● Exercise objective
Each entry below is to be transcribed exactly.
(Records for processing Opens)
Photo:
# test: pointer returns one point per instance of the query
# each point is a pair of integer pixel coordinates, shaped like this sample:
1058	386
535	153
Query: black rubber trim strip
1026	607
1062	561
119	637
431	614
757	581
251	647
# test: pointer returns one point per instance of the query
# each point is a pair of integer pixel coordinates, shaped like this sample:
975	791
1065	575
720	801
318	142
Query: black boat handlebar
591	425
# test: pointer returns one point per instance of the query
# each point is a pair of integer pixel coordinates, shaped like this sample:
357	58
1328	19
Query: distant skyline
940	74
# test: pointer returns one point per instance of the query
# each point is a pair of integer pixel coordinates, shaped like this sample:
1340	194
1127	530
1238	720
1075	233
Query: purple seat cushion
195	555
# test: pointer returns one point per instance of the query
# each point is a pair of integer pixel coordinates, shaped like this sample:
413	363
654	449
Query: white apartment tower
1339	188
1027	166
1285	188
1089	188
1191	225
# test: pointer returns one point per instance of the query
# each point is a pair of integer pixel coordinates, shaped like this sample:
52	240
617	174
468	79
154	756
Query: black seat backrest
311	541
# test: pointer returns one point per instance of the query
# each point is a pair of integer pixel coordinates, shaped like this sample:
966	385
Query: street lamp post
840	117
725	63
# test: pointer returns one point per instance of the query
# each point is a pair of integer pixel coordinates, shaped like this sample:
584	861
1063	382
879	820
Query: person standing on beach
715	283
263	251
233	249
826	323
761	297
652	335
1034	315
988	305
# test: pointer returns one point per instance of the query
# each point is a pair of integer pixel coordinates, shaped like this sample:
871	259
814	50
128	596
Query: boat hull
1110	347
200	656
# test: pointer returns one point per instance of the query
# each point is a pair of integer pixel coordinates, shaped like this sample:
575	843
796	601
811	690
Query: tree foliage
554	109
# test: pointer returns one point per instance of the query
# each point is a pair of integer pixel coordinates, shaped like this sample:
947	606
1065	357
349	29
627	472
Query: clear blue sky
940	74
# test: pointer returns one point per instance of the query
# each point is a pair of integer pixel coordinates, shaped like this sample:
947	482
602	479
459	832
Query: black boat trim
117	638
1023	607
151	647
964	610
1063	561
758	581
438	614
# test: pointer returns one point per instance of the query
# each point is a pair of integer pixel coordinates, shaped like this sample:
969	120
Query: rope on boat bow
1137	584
(Records for processing Closes)
● Written reply
Photo:
# test: pointer returns one point per instance of the query
# each point is a pair of integer pixel coordinates, shaped like this sample:
1058	386
535	153
Query: black rubber trim strip
1026	607
1062	561
119	637
431	614
757	581
251	647
# test: pointer returns one point per instance of the query
# each point is a pair of integer pixel coordinates, shaped like this sample:
975	791
1065	575
720	801
318	142
Query: black boat handlebar
591	425
# test: pointer returns one point per instance of the query
# each point is a pair of integer pixel coordinates, shaped like this sample:
357	58
1328	19
Query: distant skyline
940	74
# test: pointer returns one point per instance of the query
# each point is a pair of integer pixel coordinates, shaped like this sample:
1340	194
1127	530
1238	720
1075	233
Query: purple seat cushion
195	555
# test: pointer returns one point per instance of the query
# each point is a pair of integer pixel coordinates, shaped like this sample:
413	363
654	449
Query: white apartment tower
1339	188
1027	166
1285	188
1089	188
1191	225
# test: pointer returns one point per instance of the query
# each point is a pair of integer pixel coordinates, shaped like this sample:
52	240
617	174
468	79
154	756
Query: black seat backrest
311	541
# test: pointer returns one point per instance of the query
# each point is a pair of integer pixel coordinates, shaped like this sample:
966	385
Query: street lamp post
840	117
725	63
# test: pointer returns one point per instance of the query
# each point is a pair of integer pixel coordinates, shaped like this sample:
584	861
1063	382
879	820
Query: person standing on beach
715	283
263	251
233	249
826	323
761	297
652	335
1034	315
988	305
# test: pointer returns one point per instance of the query
# each point is a pair of integer pixel coordinates, shaped like this sample:
871	259
814	50
128	596
Query: boat hull
1110	347
200	656
# test: pointer returns one point per instance of the query
# each point is a pair of integer pixel coordinates, shaped like this sample:
575	843
796	601
811	690
Query: tree foliage
554	109
# test: pointer returns one point per instance of the query
# each point is a pair of integer pixel coordinates, shaped like this sample:
947	606
1065	357
349	29
627	472
Query: clear blue sky
940	74
# test: pointer returns one point per instance of the query
# each point is a pair of integer pixel coordinates, shaped like this sample:
947	482
602	479
459	832
Query: black boat trim
117	638
1023	607
151	647
964	610
1063	561
758	581
438	614
# test: pointer returns one point per instance of the query
# each point is a pair of integer pixel coordinates, shaped like this sample:
969	120
Query: rope on boat bow
1137	584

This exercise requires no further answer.